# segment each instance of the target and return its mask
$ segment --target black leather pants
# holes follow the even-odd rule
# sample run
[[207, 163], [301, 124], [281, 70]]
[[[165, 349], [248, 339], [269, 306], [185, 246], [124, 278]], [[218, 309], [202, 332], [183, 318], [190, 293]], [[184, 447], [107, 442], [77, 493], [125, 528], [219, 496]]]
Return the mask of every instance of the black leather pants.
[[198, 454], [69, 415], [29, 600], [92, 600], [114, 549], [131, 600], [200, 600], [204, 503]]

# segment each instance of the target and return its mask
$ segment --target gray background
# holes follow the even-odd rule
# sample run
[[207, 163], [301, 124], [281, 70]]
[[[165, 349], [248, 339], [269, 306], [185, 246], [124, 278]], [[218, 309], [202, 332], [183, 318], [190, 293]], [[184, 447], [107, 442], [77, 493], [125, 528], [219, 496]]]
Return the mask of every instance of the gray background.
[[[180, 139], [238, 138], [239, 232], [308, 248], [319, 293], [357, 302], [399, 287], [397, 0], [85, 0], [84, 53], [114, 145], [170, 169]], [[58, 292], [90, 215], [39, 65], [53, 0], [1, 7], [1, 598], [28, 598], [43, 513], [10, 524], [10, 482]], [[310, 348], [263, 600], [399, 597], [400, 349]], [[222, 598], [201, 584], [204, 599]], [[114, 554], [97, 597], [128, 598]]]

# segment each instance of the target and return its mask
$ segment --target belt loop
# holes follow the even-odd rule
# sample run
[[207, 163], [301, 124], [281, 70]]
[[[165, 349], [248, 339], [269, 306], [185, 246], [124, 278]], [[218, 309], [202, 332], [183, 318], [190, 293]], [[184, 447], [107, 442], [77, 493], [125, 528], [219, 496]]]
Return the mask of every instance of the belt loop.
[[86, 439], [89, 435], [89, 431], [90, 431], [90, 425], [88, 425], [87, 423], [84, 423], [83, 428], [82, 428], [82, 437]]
========================================================================
_TASK PROMPT_
Restate the material exactly, from its opening line to its closing one.

_THE COMPLETED TASK_
# segment each instance of the target and return its mask
$ segment --target black leather pants
# holes follow the even-odd rule
# sample run
[[207, 163], [301, 124], [281, 70]]
[[[165, 349], [248, 339], [269, 306], [185, 246], [124, 278]], [[218, 309], [202, 332], [183, 318], [190, 293]], [[184, 447], [107, 442], [77, 493], [125, 528], [219, 496]]]
Return the mask of every instance of the black leather pants.
[[198, 454], [69, 415], [29, 600], [92, 600], [114, 549], [131, 600], [200, 600], [204, 503]]

# segment each instance of the target and return its mask
$ segment --target gray background
# holes follow the even-odd rule
# sample run
[[207, 163], [301, 124], [281, 70]]
[[[165, 349], [248, 339], [269, 306], [185, 246], [124, 278]], [[218, 309], [202, 332], [183, 318], [190, 293]], [[184, 447], [107, 442], [77, 493], [125, 528], [219, 496]]]
Return the mask of every instance of the gray background.
[[[180, 139], [238, 138], [239, 232], [308, 248], [319, 293], [357, 302], [399, 287], [397, 0], [85, 0], [84, 53], [114, 145], [170, 169]], [[58, 292], [90, 215], [39, 65], [53, 0], [1, 7], [1, 598], [28, 598], [43, 513], [10, 524], [10, 482]], [[310, 348], [263, 600], [399, 597], [400, 349]], [[222, 598], [201, 584], [204, 599]], [[114, 554], [97, 597], [128, 598]]]

# segment each instance of the target and return its mask
$ segment --target belt loop
# holes follow the even-odd rule
# sample run
[[207, 163], [301, 124], [281, 70]]
[[[165, 349], [248, 339], [269, 306], [185, 246], [124, 278]], [[218, 309], [202, 332], [183, 318], [190, 293]], [[184, 447], [107, 442], [77, 493], [125, 528], [219, 496]]]
Return the mask of every instance of the belt loop.
[[86, 439], [89, 435], [89, 431], [90, 431], [90, 425], [88, 425], [87, 423], [84, 423], [83, 428], [82, 428], [82, 437]]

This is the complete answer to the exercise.